_What you will do_.
1. Translate this sentence from the storm data cleaning walkthrough into Spanish: "For second, we are going to delete rows where values of ‘FATALITIES’, ‘INJURIES’, ‘PROPDMG’, ‘CROPDMG’ are 0 since it will give us nothing during aggregation operation which will be described below."
2. Update a part of the storm data cleaning walkthrough: begin at the words "For second, we" and stop after "be described below.". In that part, put "grouping" in place of "aggregation".

_Reading passage_.
+ + + + + + +

Here we see that ENVTYPE column has names of the disasters having differents spelling like ‘BLIZZARD/HIGH WIND’ and ‘BLIZZARD/WINTER STORM’ some names contain digits like ‘TSTM WIND (G45)’. But accirding to the table above we have 47 event types so our task as to this column is to match each of the names to the 48 event types. Obviously it’s very hard to perform manually so we will have to use Cluster Analysis for this purpose.
Let’s look at another factor columns ‘PROPDMGEXP’ and ‘CROPDMGEXP’:
levels(stormDataFrame$PROPDMGEXP)
## [1] "" "-" "?" "+" "0" "1" "2" "3" "4" "5" "6" "7" "8" "B" "h" "H" "K"
## [18] "m" "M"
levels(stormDataFrame$CROPDMGEXP)
## [1] "" "?" "0" "2" "B" "k" "K" "m" "M"
The next part will describe process of transformation the data set to tidy form.
In order to reduce 985 levels of the ‘EVTYPE’ column to 48 event types from the book (page 6), we are going to use Clustering technic. Fot this purpose we are to use ‘stringdist’ package which will calculate distance between strings. The idea of the method to create clusters from 985 levels and link it 48 reference event types.
For more information about the package follow: https://cran.r-project.org/web/packages/stringdist/stringdist.pdf
For first, we need to cleand the column ‘EVTYPE’ from rows containing:
library(data.table)
##
## Attaching package: 'data.table'
## The following objects are masked from 'package:dplyr':
##
## between, first, last
stormDataFrame <- stormDataFrame[!(tolower(stormDataFrame$EVTYPE) %like% "summary"), ]
stormDataFrame <- stormDataFrame[!(tolower(stormDataFrame$EVTYPE) %like% "none"), ]
stormDataFrame <- stormDataFrame[!(tolower(stormDataFrame$EVTYPE) %like% "other"), ]
stormDataFrame <- stormDataFrame[!(tolower(stormDataFrame$EVTYPE) == '?'), ]
dim(stormDataFrame)
## [1] 902159 7
138 rows were deleted.
For second, we are going to delete rows where values of ‘FATALITIES’, ‘INJURIES’, ‘PROPDMG’, ‘CROPDMG’ are 0 since it will give us nothing during aggregation operation which will be described below.
Let’s delete these rows:
stormDataFrame <- stormDataFrame[!(stormDataFrame$FATALITIES == 0 &
stormDataFrame$INJURIES == 0 &
stormDataFrame$PROPDMG == 0 &
stormDataFrame$CROPDMG == 0), ]
dim(stormDataFrame)
## [1] 254591 7
647568 rows were deleted.

+ + + + + + +

_Given data_.
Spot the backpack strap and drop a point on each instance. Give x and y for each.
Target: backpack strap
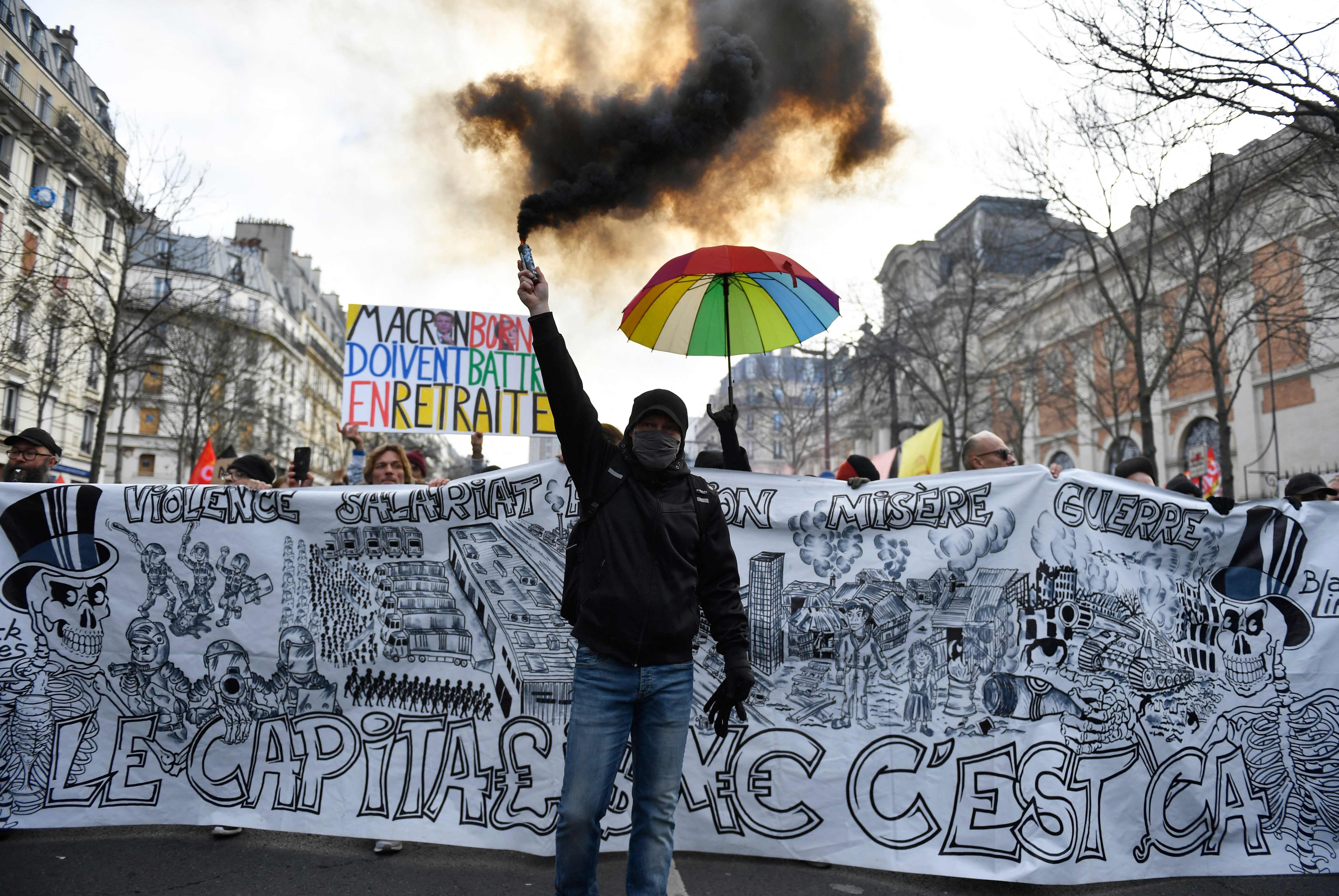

+ + + + + + +

_Solution set_.
1. En segundo lugar, vamos a eliminar las filas en las que los valores de ‘FATALITIES’, ‘INJURIES’, ‘PROPDMG’ y ‘CROPDMG’ son 0, ya que no nos aportarán nada durante la operación de agregación que se describirá más abajo.

2.
For second, we are going to delete rows where values of ‘FATALITIES’, ‘INJURIES’, ‘PROPDMG’, ‘CROPDMG’ are 0 since it will give us nothing during grouping operation which will be described below.